▶ _Data shown_:
[Start of Attachment]
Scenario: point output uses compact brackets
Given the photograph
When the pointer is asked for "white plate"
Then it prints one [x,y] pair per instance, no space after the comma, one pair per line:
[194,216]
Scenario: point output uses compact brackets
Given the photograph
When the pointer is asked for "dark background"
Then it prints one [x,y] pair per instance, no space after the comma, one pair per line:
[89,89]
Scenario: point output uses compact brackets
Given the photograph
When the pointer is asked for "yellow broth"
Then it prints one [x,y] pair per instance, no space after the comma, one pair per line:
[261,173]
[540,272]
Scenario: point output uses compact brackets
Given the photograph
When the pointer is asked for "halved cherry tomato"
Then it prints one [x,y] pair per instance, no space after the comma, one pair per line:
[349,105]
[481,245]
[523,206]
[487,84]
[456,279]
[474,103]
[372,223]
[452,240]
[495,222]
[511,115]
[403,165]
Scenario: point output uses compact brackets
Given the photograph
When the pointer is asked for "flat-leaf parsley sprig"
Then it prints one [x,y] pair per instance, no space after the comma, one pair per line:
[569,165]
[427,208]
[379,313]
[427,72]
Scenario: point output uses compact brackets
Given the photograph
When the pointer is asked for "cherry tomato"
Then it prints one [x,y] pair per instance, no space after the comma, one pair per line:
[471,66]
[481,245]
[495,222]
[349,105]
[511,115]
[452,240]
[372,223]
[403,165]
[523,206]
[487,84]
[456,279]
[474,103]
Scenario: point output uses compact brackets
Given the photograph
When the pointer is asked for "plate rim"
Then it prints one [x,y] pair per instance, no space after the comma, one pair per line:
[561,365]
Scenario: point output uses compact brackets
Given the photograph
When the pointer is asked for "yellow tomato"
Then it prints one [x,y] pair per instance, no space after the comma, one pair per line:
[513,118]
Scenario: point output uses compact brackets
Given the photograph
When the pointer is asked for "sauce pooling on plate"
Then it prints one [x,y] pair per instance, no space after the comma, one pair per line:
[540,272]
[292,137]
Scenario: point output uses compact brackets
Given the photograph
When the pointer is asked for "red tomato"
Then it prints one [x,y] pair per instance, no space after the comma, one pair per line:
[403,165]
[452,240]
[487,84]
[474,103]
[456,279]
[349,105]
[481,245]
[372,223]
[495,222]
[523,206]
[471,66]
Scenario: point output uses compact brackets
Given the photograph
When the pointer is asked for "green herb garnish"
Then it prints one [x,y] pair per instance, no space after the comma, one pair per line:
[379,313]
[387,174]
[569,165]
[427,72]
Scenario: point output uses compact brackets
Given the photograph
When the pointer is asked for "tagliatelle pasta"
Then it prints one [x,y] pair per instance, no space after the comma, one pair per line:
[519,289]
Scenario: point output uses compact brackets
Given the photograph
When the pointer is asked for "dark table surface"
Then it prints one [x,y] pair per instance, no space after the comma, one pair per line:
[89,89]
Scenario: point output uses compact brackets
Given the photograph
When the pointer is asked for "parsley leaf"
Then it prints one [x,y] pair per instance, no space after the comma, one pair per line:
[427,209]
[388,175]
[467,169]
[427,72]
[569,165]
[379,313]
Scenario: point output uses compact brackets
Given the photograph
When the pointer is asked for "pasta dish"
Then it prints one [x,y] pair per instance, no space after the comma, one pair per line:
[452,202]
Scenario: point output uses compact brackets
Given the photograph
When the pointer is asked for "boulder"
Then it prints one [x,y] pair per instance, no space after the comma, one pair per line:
[End of Attachment]
Reproduce the records above exactly.

Scenario: point output uses compact brackets
Given the photograph
When the pointer is asked for "white plate"
Then it prints one [x,y] pair per instance, no space after the comma, one pair per line:
[194,216]
Scenario: point output uses compact brackets
Given the photograph
When the pointer is asked for "dark background"
Then it prints one [x,y] pair per instance, no space after the comma, one pair per line:
[89,89]
Scenario: point output uses compact brackets
Given the photograph
When the pointer is asked for "yellow broth"
Then it prints one [x,y] pair per instance, no space after the comma, one pair per line:
[261,173]
[540,272]
Scenario: point output uses compact brackets
Given the photograph
When the pointer is asked for "halved cherry tomato"
Then it prints one [x,y] pair per instance, no space after the comma, one pair per line:
[349,105]
[481,245]
[523,206]
[487,84]
[456,279]
[474,103]
[372,223]
[452,240]
[495,222]
[511,115]
[403,165]
Scenario: point output uses compact brackets
Given the photograph
When the pointer is asked for "flat-leaf parsley sprig"
Then it prints one [x,y] pair per instance, no space after the comma, one pair per line:
[569,165]
[427,208]
[379,313]
[427,72]
Scenario: point output uses compact brackets
Given the photograph
When the pointer is asked for "cherry tomato"
Then it prints one [x,y] pair per instance, no space after the comma, one pair per line:
[471,66]
[481,245]
[495,222]
[349,105]
[511,115]
[452,240]
[372,223]
[403,165]
[523,206]
[487,84]
[456,279]
[474,103]
Scenario: point output uses compact brackets
Given the photograph
When the pointer is asked for "plate rim"
Then it prints one [x,y] pair per instance, no space after the comma, one pair per line:
[561,365]
Scenario: point output uses compact brackets
Given the photograph
When the pointer is asked for "yellow tomato"
Then it prints one [x,y] pair per instance, no space after the comma, one pair per line:
[513,118]
Scenario: point output uses compact brackets
Given the photograph
When the pointer is asked for "sauce pooling on plate"
Then it prints one [x,y] pair per instance, no space after the comma, one pair per line:
[540,272]
[292,137]
Scenario: point output uses compact brackets
Given the photograph
When the pointer is asked for "red tomato"
Then it prints one [x,y] pair per instance, no space after the comma, one pair per line:
[403,165]
[452,240]
[487,84]
[474,103]
[456,279]
[349,105]
[481,245]
[372,223]
[495,222]
[523,206]
[471,66]
Scenario: point output uses compact brackets
Given the photograph
When the pointer is asked for "green herb garnish"
Then it prints one [x,y] pair per instance, no space after the comma, one pair per line:
[379,313]
[387,174]
[569,165]
[427,72]
Scenario: point output uses compact brackets
Given the photograph
When the pointer is asked for "tagliatelle pasta"
Then it prints one [x,y] pair per instance, no space after the comma, one pair per line:
[519,289]
Scenario: point output uses compact brackets
Given the photograph
When the pointer is asked for "dark table surface"
Then it prints one [x,y] pair per instance, no space after the comma, one pair per line:
[89,89]
Scenario: point output uses compact brackets
Given the photograph
When the pointer is asked for "parsley leaf"
Then it prints one [x,y] pair per instance, no space after the comma, one pair per line:
[427,209]
[388,175]
[467,169]
[427,72]
[569,165]
[379,313]
Scenario: point output uses compact brackets
Given the photograph
When the pointer is asked for "pasta dish"
Then it prints one [x,y] pair per instance, no space after the comma, one pair per line:
[452,202]
Scenario: point output uses compact brackets
Given the photograph
When the pointer is asked for "boulder"
Then it prints one [x,y] pair per instance, no space after the comma, one pair per line:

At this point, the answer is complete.